:: TEXT TO READ ::

20 May 2010

"Extinction-Level Event"?

Considering Rabbi Brody's blog about The Prophecy of Gushing Oil, there might be some truth to the following report:

Is the Gulf of Mexico Oil Spill An Extinction Level Event?
By R.J. Smith
It sounds like the plot of a cheesy B movie, one no decent person would ever be caught watching even in the privacy of their own home with the shades pulled and volume down really low. A large corporation somehow messes with the environment and threatens to destroy the planet, mainstream media covers it all up, and one scientist, whom no one will listen to, figures the whole thing out just in time to save the day. With help from a group of misfits of course.

Except this time, the disaster is real.

The characters are nearly set as well. In the role of the catastrophe is the Gulf of Mexico oil leak. BP and Haliburton are sharing the part of the evil corporation. The Scientist would be Paul Noel, a Software Engineer for the U.S. Army at Redstone Arsenal in Alabama, who has made statements suggesting that he believes that the oil pocket hit will be impossible to contain. The group of misfits... well, it could be anyone.

There is even a secret document that has leaked to the Internet. Yes folks, this story has it all.

The National Oceanic and Atmospheric Administration`s Emergency Response document, which is exactly what it sounds like, is dated April 28th and claims the scope of the spill is far worse than the public is aware of. Somewhere, Michael Bay is wondering why he didn`t think of this first.

The words "Extinction Level Event" have been used in recent articles to describe what we are facing. To scientists that means a whole lot. To the rest of us it is just a bunch of pretty words. Cue the part in the movie where the entire crazy disaster is broken down using a familiar metaphor that even the dumbest of the population can understand.

:::
:: MATERIAL ::

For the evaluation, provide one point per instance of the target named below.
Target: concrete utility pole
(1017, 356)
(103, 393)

:::
:: MATERIAL ::

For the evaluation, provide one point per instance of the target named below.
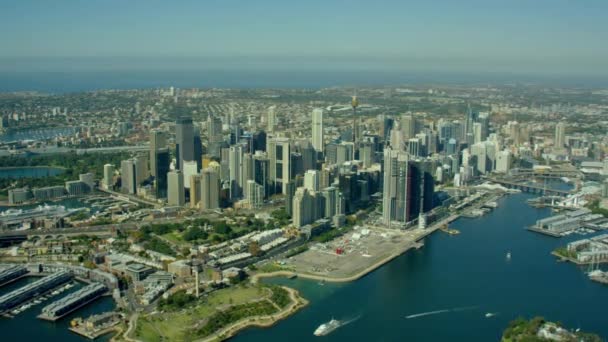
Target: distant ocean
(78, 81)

:::

## TASK INSTRUCTIONS:
1. According to the oil spill post, why would Paul Noel fill the role of the Scientist? Answer in one to three sentences.
2. What date is on the National Oceanic and Atmospheric Administration's Emergency Response document mentioned in the oil spill post?
3. Please extract the oil spill post word for word from "The characters are" to "could be anyone.".
The listing has no connection to the oil spill post.

## EXPECTED RESPONSES:
1. Paul Noel would be the Scientist because he has made statements suggesting that he believes the oil pocket that was hit will be impossible to contain.

2. April 28th.

3.
The characters are nearly set as well. In the role of the catastrophe is the Gulf of Mexico oil leak. BP and Haliburton are sharing the part of the evil corporation. The Scientist would be Paul Noel, a Software Engineer for the U.S. Army at Redstone Arsenal in Alabama, who has made statements suggesting that he believes that the oil pocket hit will be impossible to contain. The group of misfits... well, it could be anyone.